# [Requirement 1]
In the neurofibromatosis type 1 figure captions, why does the Figure 3 heat map cover only 23 cortical regions of interest?
# [Requirement 2]
Can you copy everything in the neurofibromatosis type 1 figure captions from "Representative, A, axial, B, coronal, and, C, sagittal" down to "blue = pallidum.", word for word?

Flowchart of the process of selection of patients with neurofibromatosis type 1 (NF1). PACS = picture archiving and communication system.

Figure 2:

Representative, A, axial, B, coronal, and, C, sagittal images in the control cohort with overlaid subcortical segmentations. Green = thalamus, yellow = hippocampus, pink = putamen, aqua = caudate, light blue = amygdala, blue = pallidum.

Figure 3:

A–J, Boxplots show significantly larger volumes (*) of the, A, pallidum, B, thalamus, C, hippocampus, D, amygdala, E, ventral diencephalon, F, accumbens, and, G, cerebellar white matter (WM) but not of, H, the putamen, I, the cerebellar cortex (CTX), and, J, the caudate in patients with neurofibromatosis type 1 (NF1) relative to control subjects. Data on the y-axes are z-scores. K, Heat map of β values (in 23 cortical regions of interest with significant differences) from linear models comparing cortical thickness in patients with NF1 and control subjects painted on a pial surface rendering of the brain (from left to right: lateral, medial, dorsal, and ventral views).

Figure 4:

A–J, Scatterplots show differences in volumes (* = significant difference) of the, A, pallidum, B, thalamus, C, hippocampus, D, amygdala, E, ventral diencephalon, F, accumbens, G, cerebellar white matter (WM), H, putamen, I, cerebellar cortex (CTX), and, J, caudate as a function of age in patients with neurofibromatosis type 1 (NF1) relative to control subjects. Data on the y-axes are z-scores. K, L, Heat map of β values (in 22 cortical regions of interest with significant differences) from linear models evaluating age-by-diagnosis interactions in, K, patients with NF1 and, L, control subjects painted on a pial surface rendering of the brain (from left to right: lateral, medial, dorsal, and ventral views).

# [Given records]
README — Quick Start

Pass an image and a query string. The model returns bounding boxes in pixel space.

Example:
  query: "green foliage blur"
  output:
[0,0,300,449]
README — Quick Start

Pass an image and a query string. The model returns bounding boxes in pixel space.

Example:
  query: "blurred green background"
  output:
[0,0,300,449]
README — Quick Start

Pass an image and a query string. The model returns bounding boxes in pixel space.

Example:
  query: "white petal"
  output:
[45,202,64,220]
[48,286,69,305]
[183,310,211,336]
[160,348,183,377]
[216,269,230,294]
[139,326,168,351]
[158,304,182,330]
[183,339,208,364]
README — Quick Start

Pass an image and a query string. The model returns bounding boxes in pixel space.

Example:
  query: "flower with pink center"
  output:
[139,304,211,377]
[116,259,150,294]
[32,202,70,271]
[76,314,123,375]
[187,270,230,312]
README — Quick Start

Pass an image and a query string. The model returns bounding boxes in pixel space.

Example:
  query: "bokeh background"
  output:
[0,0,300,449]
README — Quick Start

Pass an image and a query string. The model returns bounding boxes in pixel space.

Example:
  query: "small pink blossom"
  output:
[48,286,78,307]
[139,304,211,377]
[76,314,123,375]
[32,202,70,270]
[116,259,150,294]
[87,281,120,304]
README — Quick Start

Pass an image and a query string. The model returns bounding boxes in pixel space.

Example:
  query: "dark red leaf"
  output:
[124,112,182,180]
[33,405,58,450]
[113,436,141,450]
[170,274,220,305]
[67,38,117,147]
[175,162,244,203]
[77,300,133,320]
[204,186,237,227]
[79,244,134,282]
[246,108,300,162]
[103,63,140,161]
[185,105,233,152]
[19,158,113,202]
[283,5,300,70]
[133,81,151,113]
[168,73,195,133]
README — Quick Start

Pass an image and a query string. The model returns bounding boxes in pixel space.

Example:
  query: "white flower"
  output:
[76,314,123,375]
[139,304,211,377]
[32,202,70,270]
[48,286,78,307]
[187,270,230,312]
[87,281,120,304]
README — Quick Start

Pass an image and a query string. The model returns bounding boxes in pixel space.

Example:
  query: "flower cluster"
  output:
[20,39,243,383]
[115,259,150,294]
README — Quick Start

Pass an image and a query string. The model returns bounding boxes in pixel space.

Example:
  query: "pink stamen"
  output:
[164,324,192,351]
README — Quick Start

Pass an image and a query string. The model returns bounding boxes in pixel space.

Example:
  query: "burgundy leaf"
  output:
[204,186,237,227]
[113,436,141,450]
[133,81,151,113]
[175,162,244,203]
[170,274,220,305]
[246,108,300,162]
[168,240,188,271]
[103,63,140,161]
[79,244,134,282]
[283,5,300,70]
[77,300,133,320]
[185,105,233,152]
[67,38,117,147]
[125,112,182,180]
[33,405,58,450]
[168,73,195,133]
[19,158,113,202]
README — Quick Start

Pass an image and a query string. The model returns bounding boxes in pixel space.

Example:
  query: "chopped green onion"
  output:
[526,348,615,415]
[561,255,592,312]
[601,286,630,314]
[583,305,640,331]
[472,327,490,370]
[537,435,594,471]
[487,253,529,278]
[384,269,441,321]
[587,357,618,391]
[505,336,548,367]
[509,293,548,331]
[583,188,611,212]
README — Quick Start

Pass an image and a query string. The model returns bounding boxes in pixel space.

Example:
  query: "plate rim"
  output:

# [Worked solution 1]
Those 23 regions are the ones where the linear models comparing cortical thickness in patients with NF1 and control subjects showed significant differences.

# [Worked solution 2]
Representative, A, axial, B, coronal, and, C, sagittal images in the control cohort with overlaid subcortical segmentations. Green = thalamus, yellow = hippocampus, pink = putamen, aqua = caudate, light blue = amygdala, blue = pallidum.